[Items from a dataset]

▼

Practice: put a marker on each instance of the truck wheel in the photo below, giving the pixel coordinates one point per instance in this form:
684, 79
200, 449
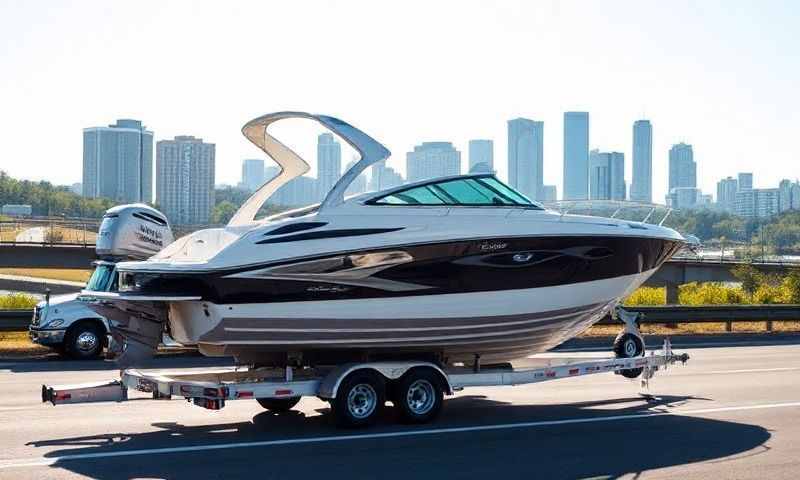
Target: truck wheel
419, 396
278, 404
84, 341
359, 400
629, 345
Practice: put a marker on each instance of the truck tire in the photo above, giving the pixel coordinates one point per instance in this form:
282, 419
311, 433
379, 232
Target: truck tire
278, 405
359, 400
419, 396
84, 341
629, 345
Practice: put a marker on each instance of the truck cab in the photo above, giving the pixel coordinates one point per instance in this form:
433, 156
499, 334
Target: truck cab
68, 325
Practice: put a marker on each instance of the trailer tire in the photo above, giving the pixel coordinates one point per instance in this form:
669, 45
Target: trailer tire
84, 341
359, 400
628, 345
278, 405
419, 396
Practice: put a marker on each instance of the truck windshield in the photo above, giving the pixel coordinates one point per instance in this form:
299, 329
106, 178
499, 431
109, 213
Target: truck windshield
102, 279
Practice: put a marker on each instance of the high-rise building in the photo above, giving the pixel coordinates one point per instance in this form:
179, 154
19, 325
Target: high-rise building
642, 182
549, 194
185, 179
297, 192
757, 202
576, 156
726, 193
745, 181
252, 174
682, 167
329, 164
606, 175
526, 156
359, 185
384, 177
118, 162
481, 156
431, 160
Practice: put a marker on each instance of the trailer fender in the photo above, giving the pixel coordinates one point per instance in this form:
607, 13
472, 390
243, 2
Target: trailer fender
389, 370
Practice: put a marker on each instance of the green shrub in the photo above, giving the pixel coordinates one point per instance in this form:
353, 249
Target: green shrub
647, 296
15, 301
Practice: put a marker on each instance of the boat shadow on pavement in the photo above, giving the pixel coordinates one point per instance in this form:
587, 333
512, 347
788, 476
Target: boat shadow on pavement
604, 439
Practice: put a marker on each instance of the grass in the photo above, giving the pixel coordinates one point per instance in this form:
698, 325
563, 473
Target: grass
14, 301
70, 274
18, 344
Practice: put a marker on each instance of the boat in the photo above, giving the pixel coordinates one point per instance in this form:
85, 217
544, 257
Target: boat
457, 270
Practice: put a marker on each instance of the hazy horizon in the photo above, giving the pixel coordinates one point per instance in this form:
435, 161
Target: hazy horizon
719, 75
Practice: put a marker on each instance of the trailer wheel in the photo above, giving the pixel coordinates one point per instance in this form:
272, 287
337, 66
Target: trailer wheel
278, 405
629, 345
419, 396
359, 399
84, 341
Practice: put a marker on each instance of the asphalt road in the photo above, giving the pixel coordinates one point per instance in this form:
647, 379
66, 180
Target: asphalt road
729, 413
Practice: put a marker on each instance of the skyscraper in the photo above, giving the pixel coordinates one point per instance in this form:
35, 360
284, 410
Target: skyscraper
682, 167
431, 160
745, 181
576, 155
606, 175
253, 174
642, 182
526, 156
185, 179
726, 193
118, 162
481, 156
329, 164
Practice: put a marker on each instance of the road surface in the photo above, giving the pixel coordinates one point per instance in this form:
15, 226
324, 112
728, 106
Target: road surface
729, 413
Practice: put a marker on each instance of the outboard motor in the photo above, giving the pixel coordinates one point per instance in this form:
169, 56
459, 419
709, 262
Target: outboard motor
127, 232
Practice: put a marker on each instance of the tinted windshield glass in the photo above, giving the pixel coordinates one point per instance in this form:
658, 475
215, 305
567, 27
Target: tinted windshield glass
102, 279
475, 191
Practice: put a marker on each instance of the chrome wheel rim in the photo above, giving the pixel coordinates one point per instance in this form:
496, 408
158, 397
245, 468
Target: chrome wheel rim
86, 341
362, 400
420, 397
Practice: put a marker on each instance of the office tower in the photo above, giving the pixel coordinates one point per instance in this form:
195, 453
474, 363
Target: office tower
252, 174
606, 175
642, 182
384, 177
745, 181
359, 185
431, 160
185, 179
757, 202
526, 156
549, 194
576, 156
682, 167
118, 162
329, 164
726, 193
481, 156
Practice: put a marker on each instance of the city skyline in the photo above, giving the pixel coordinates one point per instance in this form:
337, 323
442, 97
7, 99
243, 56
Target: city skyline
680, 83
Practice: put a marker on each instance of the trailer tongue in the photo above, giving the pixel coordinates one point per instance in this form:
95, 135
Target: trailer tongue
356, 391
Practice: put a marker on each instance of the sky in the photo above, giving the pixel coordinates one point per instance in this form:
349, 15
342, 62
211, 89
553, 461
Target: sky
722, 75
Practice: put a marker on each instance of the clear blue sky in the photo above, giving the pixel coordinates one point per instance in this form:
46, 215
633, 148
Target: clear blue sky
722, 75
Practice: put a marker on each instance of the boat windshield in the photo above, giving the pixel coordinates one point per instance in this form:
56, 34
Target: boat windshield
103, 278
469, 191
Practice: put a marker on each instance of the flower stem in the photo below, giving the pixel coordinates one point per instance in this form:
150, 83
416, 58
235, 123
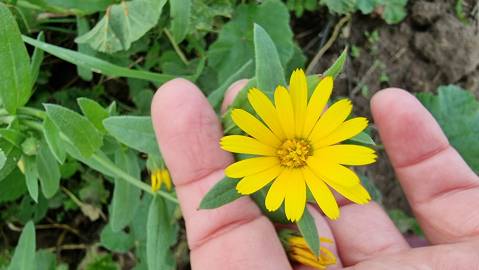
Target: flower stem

▲
▼

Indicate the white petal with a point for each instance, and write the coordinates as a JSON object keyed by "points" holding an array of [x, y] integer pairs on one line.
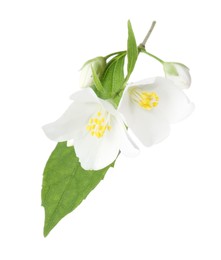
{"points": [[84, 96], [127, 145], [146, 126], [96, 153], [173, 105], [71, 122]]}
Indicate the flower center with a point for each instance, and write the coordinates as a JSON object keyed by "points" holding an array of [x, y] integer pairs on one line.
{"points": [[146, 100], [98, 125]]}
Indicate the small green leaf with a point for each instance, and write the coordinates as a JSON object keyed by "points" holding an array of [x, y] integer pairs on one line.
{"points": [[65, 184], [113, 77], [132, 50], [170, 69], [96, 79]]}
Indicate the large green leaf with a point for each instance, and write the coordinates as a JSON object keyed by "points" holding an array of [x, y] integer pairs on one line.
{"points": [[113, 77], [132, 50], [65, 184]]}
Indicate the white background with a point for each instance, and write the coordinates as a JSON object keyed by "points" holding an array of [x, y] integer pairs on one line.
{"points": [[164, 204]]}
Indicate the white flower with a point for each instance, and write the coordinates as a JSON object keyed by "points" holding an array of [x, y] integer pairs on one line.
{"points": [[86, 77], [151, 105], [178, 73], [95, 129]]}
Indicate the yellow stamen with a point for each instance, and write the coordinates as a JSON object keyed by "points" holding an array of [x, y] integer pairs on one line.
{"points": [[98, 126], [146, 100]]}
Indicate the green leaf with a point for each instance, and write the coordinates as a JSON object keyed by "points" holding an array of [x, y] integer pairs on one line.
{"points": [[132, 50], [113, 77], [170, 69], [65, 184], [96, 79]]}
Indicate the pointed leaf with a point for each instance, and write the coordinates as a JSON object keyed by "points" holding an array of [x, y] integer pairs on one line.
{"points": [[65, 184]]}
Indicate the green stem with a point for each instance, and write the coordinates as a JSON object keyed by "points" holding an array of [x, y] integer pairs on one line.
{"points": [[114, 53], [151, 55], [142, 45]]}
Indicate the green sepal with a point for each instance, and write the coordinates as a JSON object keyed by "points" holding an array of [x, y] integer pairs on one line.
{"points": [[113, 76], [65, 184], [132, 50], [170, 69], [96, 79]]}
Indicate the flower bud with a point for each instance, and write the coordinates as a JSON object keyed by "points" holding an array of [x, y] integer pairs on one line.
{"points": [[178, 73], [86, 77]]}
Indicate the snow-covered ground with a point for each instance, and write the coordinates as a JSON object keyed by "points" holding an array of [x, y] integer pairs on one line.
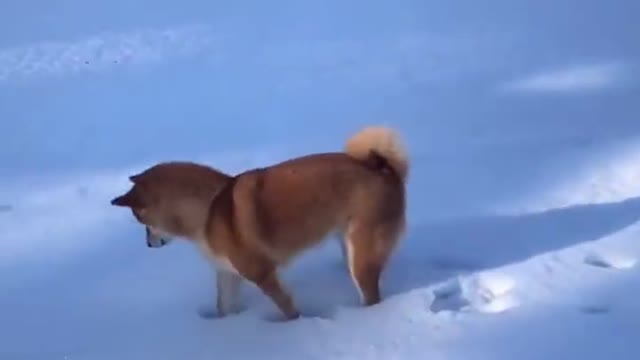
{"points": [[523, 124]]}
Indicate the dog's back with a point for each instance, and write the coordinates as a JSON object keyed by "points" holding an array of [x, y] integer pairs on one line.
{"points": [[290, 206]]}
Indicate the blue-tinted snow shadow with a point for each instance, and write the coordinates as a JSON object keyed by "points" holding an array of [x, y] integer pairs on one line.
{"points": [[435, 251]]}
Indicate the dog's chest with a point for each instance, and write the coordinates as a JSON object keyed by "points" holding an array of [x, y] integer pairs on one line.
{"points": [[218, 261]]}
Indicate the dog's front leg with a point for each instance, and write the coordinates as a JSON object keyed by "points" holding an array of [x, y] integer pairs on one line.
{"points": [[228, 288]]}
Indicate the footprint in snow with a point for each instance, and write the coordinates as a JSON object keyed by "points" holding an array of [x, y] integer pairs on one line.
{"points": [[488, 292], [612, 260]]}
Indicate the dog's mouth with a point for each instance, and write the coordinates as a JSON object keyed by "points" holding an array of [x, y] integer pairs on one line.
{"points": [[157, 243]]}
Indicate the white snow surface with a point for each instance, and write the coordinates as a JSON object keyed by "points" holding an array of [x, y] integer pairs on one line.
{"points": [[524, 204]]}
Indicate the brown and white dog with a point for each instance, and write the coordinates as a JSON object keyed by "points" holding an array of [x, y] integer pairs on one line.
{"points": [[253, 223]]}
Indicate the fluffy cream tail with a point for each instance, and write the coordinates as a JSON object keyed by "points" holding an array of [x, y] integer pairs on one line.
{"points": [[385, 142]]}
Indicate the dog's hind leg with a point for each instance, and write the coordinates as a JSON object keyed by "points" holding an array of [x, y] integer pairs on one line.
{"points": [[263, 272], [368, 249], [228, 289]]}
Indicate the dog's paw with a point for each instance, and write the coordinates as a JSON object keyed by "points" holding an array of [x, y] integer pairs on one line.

▲

Please filter the entries above down to the lines holding "below" and copy them.

» Task response:
Practice: put a marker on each instance of the truck wheel in the photo below, giving the pixel coordinates one point per instance in this form:
Practice: put a marker on each instance of the flower stem in the photo below, giving the pixel coordinates one point per instance in this form:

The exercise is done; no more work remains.